Consigne a: Remets à l'échelle la liste de la ligne contenant "Indicate every instance of the sandy" jusqu'à la fin de la liste, ces deux bornes comprises, et ne recopie que ces lignes. Reprends-les toutes, y compris celles sans coordonnées, en multipliant chaque coordonnée des réponses par 0,95 et en arrondissant à l'entier, les demis vers le haut.

Source:
──────

Estee Nack – « Angeldior »

Grosse voix, flow gueulard, adlibs surabondants, appétence pour les ambiances sombres… Établi comme ça, le portrait d’Estee Nack ne diffère pas vraiment de celui d’une palanquée de rappeurs actuels. Si sa musique a évolué depuis ses débuts avec son groupe Tragic Allies, le résident de Lynn, Massachusetts, multiplie les projets assez difficiles à distinguer les uns des autres. Mais comme chez son compère al.divino, il y a parfois dans la musique de Nack des éclairs, des inspirations fugaces qui le rendent fascinant et lui permettent de se détacher du peloton suçant la roue de Westside Gunn et Roc Marciano. Exemple avec « Angeldior » sur l’album Nacksaw Jim Duggan : tout commence avec un beat massif et sombre comme le rappeur d’origine dominicaine en a poinçonné des dizaines ; il y a des chapelets de cloches, des claviers inquiétants, une voix féminine et lointaine… Et Nack qui part de son timbre éraillé dans un refrain mi rappé mi chanté, alourdissant encore l’atmosphère et donnant un charme à la fois envoûtant et vénéneux au morceau. La crapulerie à son meilleur, déclinée avec talent, goût et audace, pour une virée nocturne fort plaisante. En espérant que ça cartonne et que ça donne des idées à Estee Nack pour la suite. – Kiko

Baby Keem & Kendrick Lamar – « The Hillbillies »

Ceux qui ont pu assister à la représentation scénographique de Kendrick Lamar à l’Accor Arena dans le cadre du Big Steppers Tour en octobre dernier le savent sûrement déjà, le single « Family ties » de son cousin Baby Keem avec lequel il partage la vedette s’est imposé en moins de deux ans comme un morceau référence de sa setlist. Même les plus grands moments de DAMN. conçus pour le live n’arrivent pas à provoquer une telle explosion chaotique d’énergie dans la fosse. C’est également le seul moment où le concert s’émancipe de son orchestration très codifiée pour offrir au public une expérience plus palpable. Cette connexion familiale affichée jusqu’à présent sur scène est révélatrice à la fois d’une alchimie authentique et d’une forte émulation artistique mutuelle. « The Hillbillies », le seul et unique single sorti par les deux artistes cette année, vient officiellement enfoncer le clou. Sur une production jersey drill signée EVILGIANE, figure de proue du crew Surf Gang, et qui sample un passage vocal de Bon Iver, Kendrick et Keem dédoublent et combinent au micro avec des une-deux dignes des meilleures performances de Messi et Neymar au Barça. Aux côtés de son cousin, le rappeur de Compton donne l’impression d’être libéré de toute pression qu’il semble s’être lui-même imposé depuis trop longtemps en solo pour renouer avec le simple plaisir de rapper. Un projet commun apparaît désormais comme une évidence et constituerait assez logiquement la prochaine étape pour installer l’agence pgLang dans les conversations. Ce n’est peut-être pas celui que certains fans de Kendrick Lamar attendent, mais c’est certainement celui qui fait le plus sens à l’heure actuelle. – Hugo

Metro Boomin, Swae Lee, NAV, A Boogie Wit Da Hoodie – « Calling»

──────

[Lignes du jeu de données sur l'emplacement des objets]
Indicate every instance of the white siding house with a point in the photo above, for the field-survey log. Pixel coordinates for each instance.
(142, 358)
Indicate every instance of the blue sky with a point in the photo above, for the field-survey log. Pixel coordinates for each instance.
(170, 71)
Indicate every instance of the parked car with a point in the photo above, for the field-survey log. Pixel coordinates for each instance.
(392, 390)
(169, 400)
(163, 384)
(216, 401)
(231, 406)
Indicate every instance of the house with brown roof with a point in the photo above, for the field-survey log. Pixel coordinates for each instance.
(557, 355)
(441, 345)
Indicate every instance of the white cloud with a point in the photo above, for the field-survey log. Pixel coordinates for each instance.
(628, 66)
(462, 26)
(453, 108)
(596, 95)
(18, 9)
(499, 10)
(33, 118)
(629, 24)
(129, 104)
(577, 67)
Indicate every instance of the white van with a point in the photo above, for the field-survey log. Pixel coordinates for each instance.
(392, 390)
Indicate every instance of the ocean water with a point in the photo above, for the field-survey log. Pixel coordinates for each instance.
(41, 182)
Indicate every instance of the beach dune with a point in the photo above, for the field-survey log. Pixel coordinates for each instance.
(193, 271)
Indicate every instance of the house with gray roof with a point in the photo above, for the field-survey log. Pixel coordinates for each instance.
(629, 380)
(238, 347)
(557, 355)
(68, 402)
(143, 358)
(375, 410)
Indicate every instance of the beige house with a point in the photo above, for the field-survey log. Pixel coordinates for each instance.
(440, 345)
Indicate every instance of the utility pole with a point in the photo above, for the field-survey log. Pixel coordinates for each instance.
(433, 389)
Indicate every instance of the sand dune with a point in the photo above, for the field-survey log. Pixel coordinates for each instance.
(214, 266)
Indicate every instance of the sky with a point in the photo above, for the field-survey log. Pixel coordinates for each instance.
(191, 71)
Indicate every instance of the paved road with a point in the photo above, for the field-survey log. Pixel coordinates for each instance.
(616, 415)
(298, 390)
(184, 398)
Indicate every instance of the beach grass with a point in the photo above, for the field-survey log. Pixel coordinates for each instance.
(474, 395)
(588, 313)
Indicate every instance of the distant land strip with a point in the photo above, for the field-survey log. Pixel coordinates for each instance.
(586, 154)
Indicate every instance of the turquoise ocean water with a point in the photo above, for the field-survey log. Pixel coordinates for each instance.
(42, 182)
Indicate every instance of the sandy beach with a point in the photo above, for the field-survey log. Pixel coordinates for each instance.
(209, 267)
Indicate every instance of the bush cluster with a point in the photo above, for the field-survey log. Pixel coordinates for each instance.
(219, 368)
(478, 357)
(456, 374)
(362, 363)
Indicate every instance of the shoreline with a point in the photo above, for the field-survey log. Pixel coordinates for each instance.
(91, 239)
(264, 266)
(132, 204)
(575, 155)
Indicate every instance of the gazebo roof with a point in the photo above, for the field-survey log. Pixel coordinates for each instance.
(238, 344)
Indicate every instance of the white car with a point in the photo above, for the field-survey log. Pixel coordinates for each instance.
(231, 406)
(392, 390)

──────

Consigne b: Écris la suite de la chronique musicale consacrée aux morceaux de rap, en reprenant juste après sa dernière ligne.

Résultat a:
Indicate every instance of the sandy beach with a point in the photo above, for the field-survey log. Pixel coordinates for each instance.
(199, 254)
Indicate every instance of the bush cluster with a point in the photo above, for the field-survey log. Pixel coordinates for each instance.
(208, 350)
(454, 339)
(433, 355)
(344, 345)
Indicate every instance of the shoreline with a point in the photo above, for the field-survey log. Pixel coordinates for each instance.
(86, 227)
(251, 253)
(125, 194)
(546, 147)
Indicate every instance of the gazebo roof with a point in the photo above, for the field-survey log. Pixel coordinates for each instance.
(226, 327)
Indicate every instance of the white car with a point in the photo above, for the field-survey log. Pixel coordinates for each instance.
(219, 386)
(372, 371)

Résultat b:
Le compositeur et réalisateur de la bande originale du film Spider-Man : Across the Spider-Verse, Metro Boomin, a capturé les émotions clés du film afin de les exprimer musicalement. Le morceau « Calling » réunit Swae Lee, NAV et A Boogie Wit Da Hoodie, une équipe pouvant se calquer aux Avengers, unissant ainsi leurs atouts respectifs pour une durée d’un peu plus de trois minutes. Accompagné de sept compositeurs, Metro Boomin retire une force du collectif pour amener une piste instrumentale où plusieurs harmonies de violons et de piano s’imbriquent sur un tempo assez lent. Ces mélodies offrent une tonalité propice au songe pour nous transporter dans les rues de New York sur les pas de Miles Morales, le personnage principal. Le refrain reprend la problématique principale du super-héros quant à son envie de sauver tout le monde : « Just to save you, I’d give all of me, I can hear you screamin’ out, callin’ me » et laisse également une porte ouverte à l’imagination de sa signification. La complémentarité des couplets rappés interprétés par NAV et A Boogie Wit Da Hoodie avec le refrain chanté par Swae Lee amène une certaine légèreté à l’écoute, replaçant alors au centre du morceau les émotions perçues par le héros. Une construction musicale qui puise son inspiration de l’univers cinématographique de Spider-Man tout en se créant une identité indépendamment du film. – Inès

Dave & Central Cee – « Our 25th birthday »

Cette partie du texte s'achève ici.